→ 任务目标
将记录开头至包含“POLYGON ((2 106, 3”的那一行之间的各行（含首尾两行）转成 JSON 字符串列表，每行对应一个字符串，空行不算。

→ 本题材料
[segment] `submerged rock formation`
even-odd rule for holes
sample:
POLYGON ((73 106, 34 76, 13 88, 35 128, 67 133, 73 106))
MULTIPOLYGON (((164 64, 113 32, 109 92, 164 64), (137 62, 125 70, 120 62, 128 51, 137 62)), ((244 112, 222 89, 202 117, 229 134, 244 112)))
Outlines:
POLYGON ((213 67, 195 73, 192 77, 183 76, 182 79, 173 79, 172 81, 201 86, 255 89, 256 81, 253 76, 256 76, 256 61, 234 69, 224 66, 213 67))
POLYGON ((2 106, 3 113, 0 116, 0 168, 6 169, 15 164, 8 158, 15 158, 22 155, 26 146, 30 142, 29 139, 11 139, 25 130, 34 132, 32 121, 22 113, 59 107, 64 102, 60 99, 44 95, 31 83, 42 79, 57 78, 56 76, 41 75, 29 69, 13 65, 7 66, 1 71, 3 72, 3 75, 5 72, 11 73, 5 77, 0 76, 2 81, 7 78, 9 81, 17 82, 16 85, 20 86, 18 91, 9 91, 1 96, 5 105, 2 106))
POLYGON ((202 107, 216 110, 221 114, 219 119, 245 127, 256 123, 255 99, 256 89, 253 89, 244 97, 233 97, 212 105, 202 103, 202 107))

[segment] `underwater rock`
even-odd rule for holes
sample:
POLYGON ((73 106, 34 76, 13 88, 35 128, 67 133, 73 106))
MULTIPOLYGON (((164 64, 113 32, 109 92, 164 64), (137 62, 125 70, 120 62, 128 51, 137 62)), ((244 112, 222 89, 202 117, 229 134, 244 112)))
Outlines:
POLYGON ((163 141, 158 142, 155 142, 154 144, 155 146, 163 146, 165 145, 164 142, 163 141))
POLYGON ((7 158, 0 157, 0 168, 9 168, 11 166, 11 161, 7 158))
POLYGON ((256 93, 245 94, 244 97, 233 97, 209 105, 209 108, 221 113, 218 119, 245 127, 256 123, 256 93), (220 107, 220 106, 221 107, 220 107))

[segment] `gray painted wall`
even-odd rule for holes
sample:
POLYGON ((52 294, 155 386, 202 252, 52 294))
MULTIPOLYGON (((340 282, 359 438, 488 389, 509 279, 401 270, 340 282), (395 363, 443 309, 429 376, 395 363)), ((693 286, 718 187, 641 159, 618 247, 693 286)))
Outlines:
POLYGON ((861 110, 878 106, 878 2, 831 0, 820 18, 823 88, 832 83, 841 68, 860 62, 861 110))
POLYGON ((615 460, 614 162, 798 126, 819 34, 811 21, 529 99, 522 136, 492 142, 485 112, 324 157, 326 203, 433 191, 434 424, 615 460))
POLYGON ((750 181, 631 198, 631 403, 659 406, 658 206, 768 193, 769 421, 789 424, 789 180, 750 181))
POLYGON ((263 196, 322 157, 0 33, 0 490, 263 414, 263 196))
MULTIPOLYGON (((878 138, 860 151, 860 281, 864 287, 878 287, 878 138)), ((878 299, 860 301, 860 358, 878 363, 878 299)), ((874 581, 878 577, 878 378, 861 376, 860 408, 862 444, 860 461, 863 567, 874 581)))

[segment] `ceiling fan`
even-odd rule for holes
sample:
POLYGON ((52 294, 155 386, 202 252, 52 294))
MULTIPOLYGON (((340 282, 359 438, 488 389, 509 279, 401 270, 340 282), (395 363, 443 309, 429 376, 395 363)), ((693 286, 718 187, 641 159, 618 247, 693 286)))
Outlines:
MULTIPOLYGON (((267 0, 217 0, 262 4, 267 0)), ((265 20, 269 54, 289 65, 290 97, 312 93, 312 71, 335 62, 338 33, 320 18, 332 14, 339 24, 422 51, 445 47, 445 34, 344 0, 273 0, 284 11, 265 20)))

→ 任务结果
[
  "[segment] `submerged rock formation`",
  "even-odd rule for holes",
  "sample:",
  "POLYGON ((73 106, 34 76, 13 88, 35 128, 67 133, 73 106))",
  "MULTIPOLYGON (((164 64, 113 32, 109 92, 164 64), (137 62, 125 70, 120 62, 128 51, 137 62)), ((244 112, 222 89, 202 117, 229 134, 244 112)))",
  "Outlines:",
  "POLYGON ((213 67, 195 73, 192 77, 183 76, 182 79, 173 79, 172 81, 201 86, 255 89, 256 81, 253 76, 256 76, 256 61, 234 69, 224 66, 213 67))",
  "POLYGON ((2 106, 3 113, 0 116, 0 168, 6 169, 15 164, 8 158, 15 158, 22 155, 26 146, 30 142, 29 139, 11 139, 25 130, 34 132, 32 121, 22 113, 59 107, 64 102, 60 99, 44 95, 31 83, 42 79, 57 78, 56 76, 41 75, 29 69, 13 65, 7 66, 1 71, 3 72, 3 75, 5 72, 11 73, 5 77, 0 76, 2 81, 7 78, 9 81, 17 82, 16 85, 20 86, 18 91, 9 91, 1 96, 5 105, 2 106))"
]